_Work order_
Repeat each record below exactly, omitting whatever pictures appear in it.

BEGIN Excerpted records

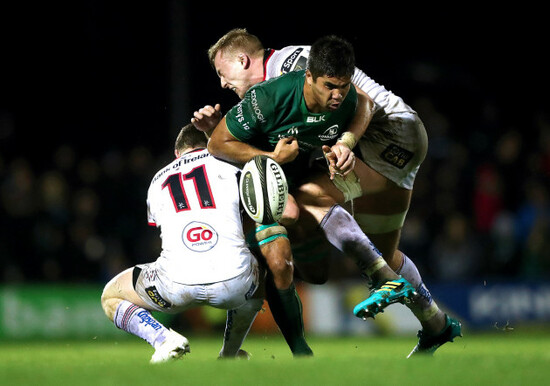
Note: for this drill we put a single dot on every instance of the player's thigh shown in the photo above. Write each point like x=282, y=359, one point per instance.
x=233, y=293
x=392, y=200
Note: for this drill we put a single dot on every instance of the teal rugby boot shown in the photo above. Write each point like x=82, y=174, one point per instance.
x=392, y=291
x=427, y=344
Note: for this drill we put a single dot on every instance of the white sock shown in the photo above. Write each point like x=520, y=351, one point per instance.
x=342, y=231
x=237, y=326
x=424, y=306
x=138, y=321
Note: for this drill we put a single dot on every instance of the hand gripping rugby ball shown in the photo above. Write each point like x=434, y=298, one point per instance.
x=263, y=189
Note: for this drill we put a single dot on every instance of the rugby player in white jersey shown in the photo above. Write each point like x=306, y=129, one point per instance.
x=392, y=149
x=205, y=260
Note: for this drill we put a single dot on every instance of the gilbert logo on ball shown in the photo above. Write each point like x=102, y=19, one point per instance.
x=263, y=190
x=199, y=237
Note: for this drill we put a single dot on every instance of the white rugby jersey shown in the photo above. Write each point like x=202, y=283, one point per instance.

END Excerpted records

_Solution to the problem_
Note: for this drill we put a single dot on every instance of the player's thigh shown in the photo above. Write each point like x=282, y=359, one point per instance.
x=233, y=293
x=392, y=200
Note: for this drill we put a single dot on every instance of the teal rugby boot shown in the photo above. Write each point like x=82, y=174, one point per instance.
x=392, y=291
x=427, y=344
Note: for this drill we put a single dot on every instance of the white sock shown in the photo above. Write each point like x=520, y=351, one point per instance.
x=342, y=231
x=237, y=326
x=424, y=306
x=138, y=321
Note: for this drill we put a single dot on every instance of the hand gripping rugby ball shown in the photo above. Write each point like x=434, y=298, one point per instance.
x=263, y=189
Note: for this drill we put a single dot on every instance of the rugby player in white jersey shown in the photo above. Write each point like x=306, y=129, one point per instance.
x=392, y=149
x=205, y=260
Note: for this drill we put a single dot on every instance of the gilbert logo on ball shown in the photo above. Write each point like x=102, y=19, one point per instance.
x=263, y=190
x=199, y=237
Note: for this drill we put a single dot on every instance of the white rugby jersey shown in the photo above. Write each point like x=202, y=283, one point per instance.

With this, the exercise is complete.